== PAGE EXCERPT ==

⁂

Colorado Energy Leases in Critical Habitat Draw Protests
TRCP objects to proposed oil and gas drilling in native trout, mule deer, sage grouse habitat, urges revision of federal mineral leasing process on public lands
WASHINGTON – Spurred by concerns over the effects of energy development on valuable fish and wildlife habitat, the Theodore Roosevelt Conservation Partnership today filed an official protest of an upcoming Bureau of Land Management lease sale in Colorado. The sportsmen’s group objected to approximately 83,000 of the nearly 100,000 acres being offered in the Feb. 12 sale, which includes vital sage grouse habitat, big-game winter range and migration routes, and Colorado River cutthroat trout waters.
The TRCP protest of the Colorado leases follows the group’s objection, filed on Jan. 20, to Wyoming leases offered by the BLM in areas of wildlife habitat important to hunters and anglers. Protests like these are the only means for the public to participate in the leasing process. The TRCP has urged the incoming administration to prioritize review and revision of federal mineral leasing practices and management of the nation’s public lands.

⁂

Stored records:
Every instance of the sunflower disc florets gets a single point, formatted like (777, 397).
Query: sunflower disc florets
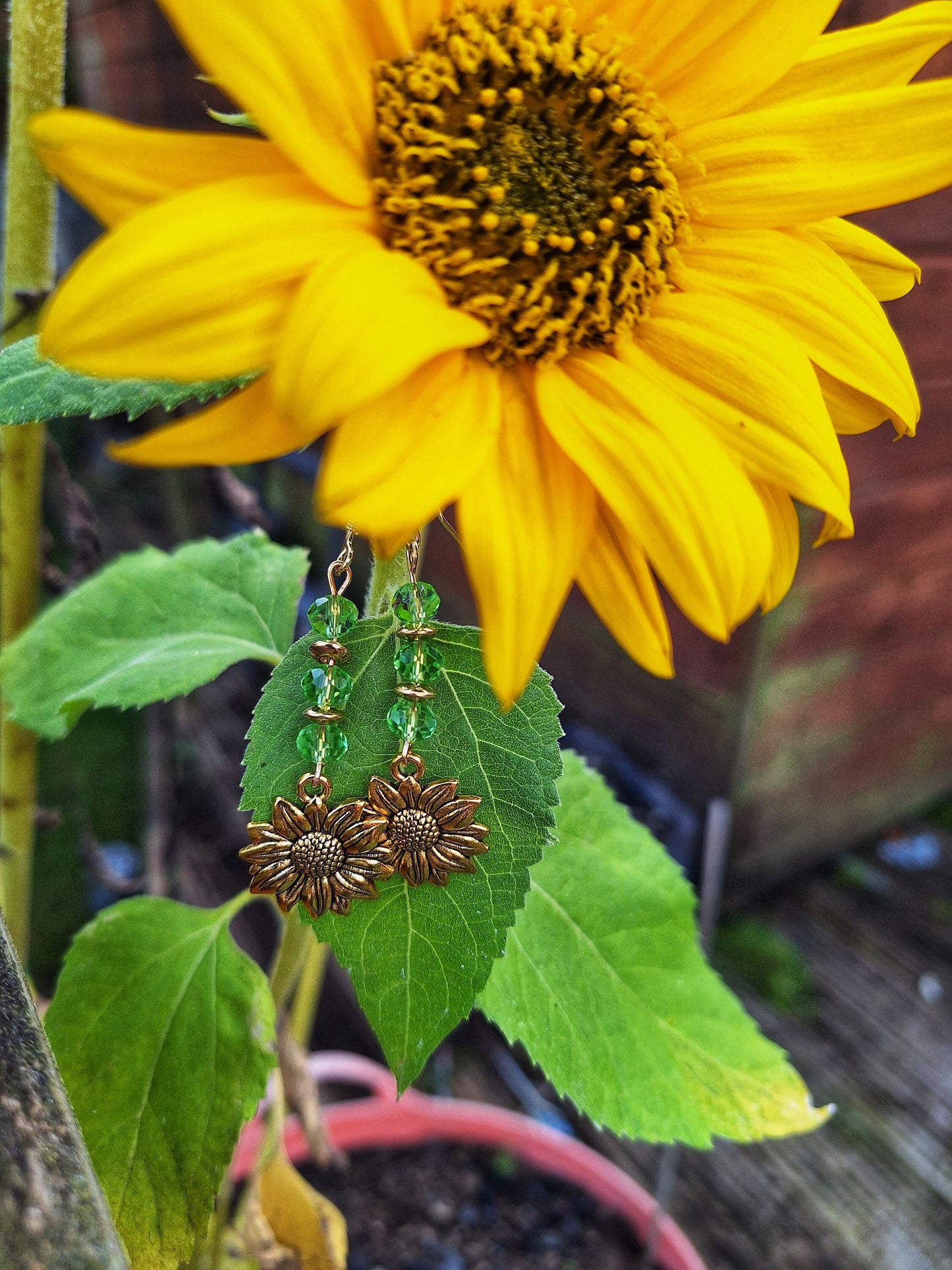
(534, 174)
(319, 856)
(431, 832)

⁂

== EXERCISE REQUIREMENTS ==
1 – Which animals does the subheadline of the Colorado energy leases article name?
2 – Carry on the article about the protests of the Colorado energy leases from the point where it stops.

== ANSWERS BELOW ==
1 – Native trout, mule deer, and sage grouse.

2 –
Close to 60,000 of the protested acres are located within Colorado River cutthroat trout habitat, where energy development could degrade key waterways and result in this native fish’s further decline. Initially petitioned for listing under the Endangered Species Act in 1999, the Colorado River cutthroat twice received a “not warranted” decision regarding its threatened or endangered status, yet it was designated a “sensitive species” by the U.S. Forest Service and is subject to special state-level management guidelines. By leasing areas of designated habitat for the species, the BLM would violate a multi-agency conservation agreement pledging to “expedite implementation of conservation measures for Colorado River cutthroat trout.”
“A threatened or endangered listing for Colorado River cutthroat trout would give rise to an entirely new set of problems,” said TRCP Field Representative Ross Tuckwiller, “particularly for anglers and businesses that depend on them.
“The loss of a fishery to anglers could hurt communities that depend on sportsmen’s revenue and an industry that provides thousands of jobs and millions of dollars to support fisheries management – not to mention to the funds that state game agencies receive through angler licenses and fees,” continued Tuckwiller, who lives in Durango.
Mule deer habitat also was a factor in the TRCP’s decision to protest. Proposed leases encompass winter range and migration routes, habitat that the Colorado Division of Wildlife has specified as “vital” to the species’ survival and that, in the case of migration routes, was identified by the Western Governors Association as important in maintaining “significant, reliable wildlife populations.” Recent scientific studies demonstrate that energy projects established near migration routes can result in population declines in species such as mule deer.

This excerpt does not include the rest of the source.